**What you will do:**
1/ Answer the following from the article on the Senate vote over F-22 funding:
(a) What was the tally of the Senate vote?
(b) How much money did the vote remove, and how many more F-22 Raptors was it meant to build?
(c) Which two senators sponsored the amendment to take out the F-22 money?
2/ Reproduce the passage of the article on the Senate F-22 vote that opens with the words containing "Senate sides with" and closes with "program is terminated.".
3/ Compose the next part of the article on the Senate vote over F-22 funding, beginning after its final sentence.

**Text excerpt:**
=====

Senate sides with Obama, removes F-22 money

WASHINGTON — The Senate voted today to halt production of the Air Force’s missile-eluding F-22 Raptor fighter jets in a high-stakes, veto-laden showdown over President Barack Obama’s efforts to shift defense spending to a next generation of smaller, single-engine F-35 Joint Strike Fighters.

The 58-40 vote reflected an all-out lobbying campaign by the Obama administration, which had to overcome resistance from lawmakers confronted with the losses of defense-related jobs if the F-22 program is terminated.

Sen. John McCain, R-Ariz., said it was “probably the most impactful amendment that I have seen in this body on almost any issue.” He said it was “about whether we will stop doing business as usual, and that is continuing to fund weapons systems that are no longer needed.”

The vote removed $1.75 billion set aside in a $680 billion defense policy bill to build seven more F-22 Raptors, adding to the 187 stealth technology fighters already being built.

The Senate action also saved Obama from what could have been a political embarrassment. He had urged the Senate to strip out the money and threatened what would be the first veto of his presidency if the F-22 money remained in the defense bill.

Immediately after the vote, Obama told reporters at the White House the Senate’s decision will “better protect our troops.”

White House officials said Vice President Joe Biden and chief of staff Rahm Emanuel lobbied senators, as did Defense Secretary Robert Gates, who both publicly and in conversations with lawmakers stressed that the Pentagon has enough F-22s for its operational needs and can put the money to better uses.

Pentagon spokesman Geoff Morrell said today that spending on the stealth fighter would “inhibit our ability to buy things we do need,” including Gates’ proposal to add 22,000 soldiers to the Army.

“I’ve never seen the White House lobby like they’ve lobbied on this issue,” said Republican Saxby Chambliss of Georgia, whose state would be hit hard by a shutdown of F-22 operations.

Supporters of the program cited both the importance of the F-22 to U.S. security interests — pointing out that China and Russia are developing planes that can compete with the F-22 — and the need to protect aerospace jobs in a bad economy.

Senate Armed Services Committee Chairman Carl Levin, D-Mich., and McCain, the top Republican on the panel, sponsored the amendment to take out the F-22 money.

=====

Data records
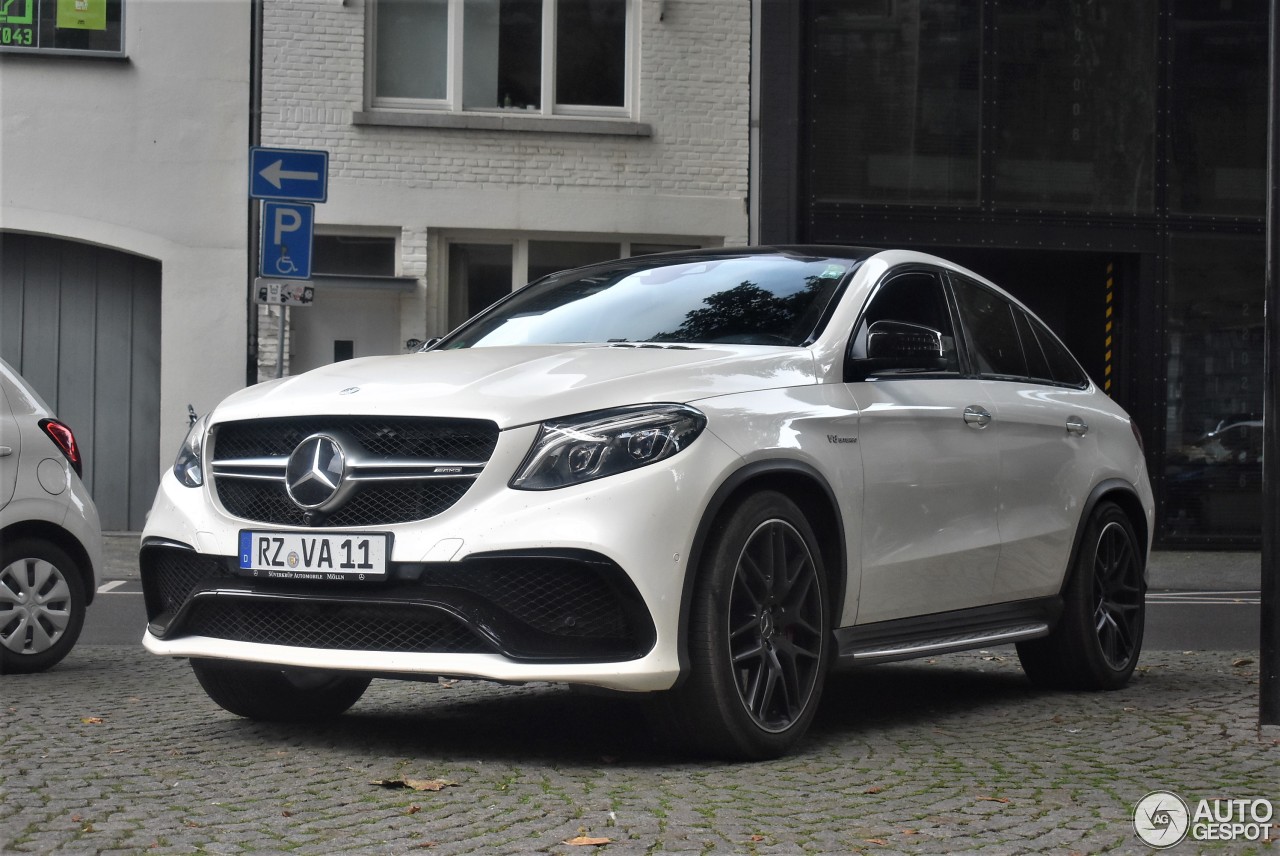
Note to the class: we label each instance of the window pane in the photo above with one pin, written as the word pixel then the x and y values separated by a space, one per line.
pixel 1037 364
pixel 1075 104
pixel 502 54
pixel 895 108
pixel 549 256
pixel 412 49
pixel 479 277
pixel 1212 468
pixel 1217 111
pixel 1063 366
pixel 590 51
pixel 988 320
pixel 353 255
pixel 748 300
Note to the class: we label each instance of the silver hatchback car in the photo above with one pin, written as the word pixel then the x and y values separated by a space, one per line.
pixel 50 536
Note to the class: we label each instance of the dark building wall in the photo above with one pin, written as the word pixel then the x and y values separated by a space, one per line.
pixel 1102 159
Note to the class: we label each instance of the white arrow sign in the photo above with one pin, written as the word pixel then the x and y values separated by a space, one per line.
pixel 275 173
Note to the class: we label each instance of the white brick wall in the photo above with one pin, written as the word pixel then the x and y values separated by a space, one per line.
pixel 689 179
pixel 693 90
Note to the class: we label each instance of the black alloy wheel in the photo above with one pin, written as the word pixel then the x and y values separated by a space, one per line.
pixel 1098 639
pixel 1118 596
pixel 759 636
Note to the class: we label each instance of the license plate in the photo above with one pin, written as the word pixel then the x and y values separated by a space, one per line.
pixel 324 557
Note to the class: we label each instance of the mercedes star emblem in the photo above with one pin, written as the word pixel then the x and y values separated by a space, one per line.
pixel 315 471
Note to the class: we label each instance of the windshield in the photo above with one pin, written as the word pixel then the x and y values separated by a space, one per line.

=====

**Answer list:**
1/
(a) 58-40.
(b) $1.75 billion, intended to build seven more F-22 Raptors.
(c) Carl Levin, D-Mich., and John McCain, R-Ariz.

2/
Senate sides with Obama, removes F-22 money

WASHINGTON — The Senate voted today to halt production of the Air Force’s missile-eluding F-22 Raptor fighter jets in a high-stakes, veto-laden showdown over President Barack Obama’s efforts to shift defense spending to a next generation of smaller, single-engine F-35 Joint Strike Fighters.

The 58-40 vote reflected an all-out lobbying campaign by the Obama administration, which had to overcome resistance from lawmakers confronted with the losses of defense-related jobs if the F-22 program is terminated.

3/
“The Senate has heard from the senior leadership of the Defense Department both civilian and military that we should end F-22 production. The recommendation is strong and clear, as strong and clear as I have ever heard,” Levin said.

Gates and other Pentagon officials have determined that production of the F-22, which is designed for combat in a war where the enemy has an air force and has not been used in Iraq and Afghanistan, should be stopped at 187 planes in order to focus on the F-35, a smaller next-generation plane that would also be available to the Navy and Marine Corp.

Sen. Orrin Hatch, R-Utah, countered that the F-35 is designed to supplement, not replace, the F-22, “the “Nascar racer of this air dominance team.” Supporters of the F-22 have put the number of F-22s needed at anywhere from 250 to 380.

According to Lockheed Martin Corp., the main contractor, 25,000 people are directly employed in building the plane, and another 70,000 have indirect links, particularly in Georgia, Texas and California.

The House last month approved its version of the defense bill with a $369 million down payment for 12 additional F-22 fighters. The House Appropriations Committee last week endorsed that spending in drawing up its Pentagon budget for next year. It also approved $534 million for an alternate engine for the F-35 Joint Strike Fighter, another program that Obama, backed by the Pentagon, says is unwarranted and would subject the entire bill to a veto.

The defense bill authorizes $550 billion for defense programs and $130 billion for military operations in Iraq, Afghanistan and other anti-terrorist operations.

The defense bill is S. 1390.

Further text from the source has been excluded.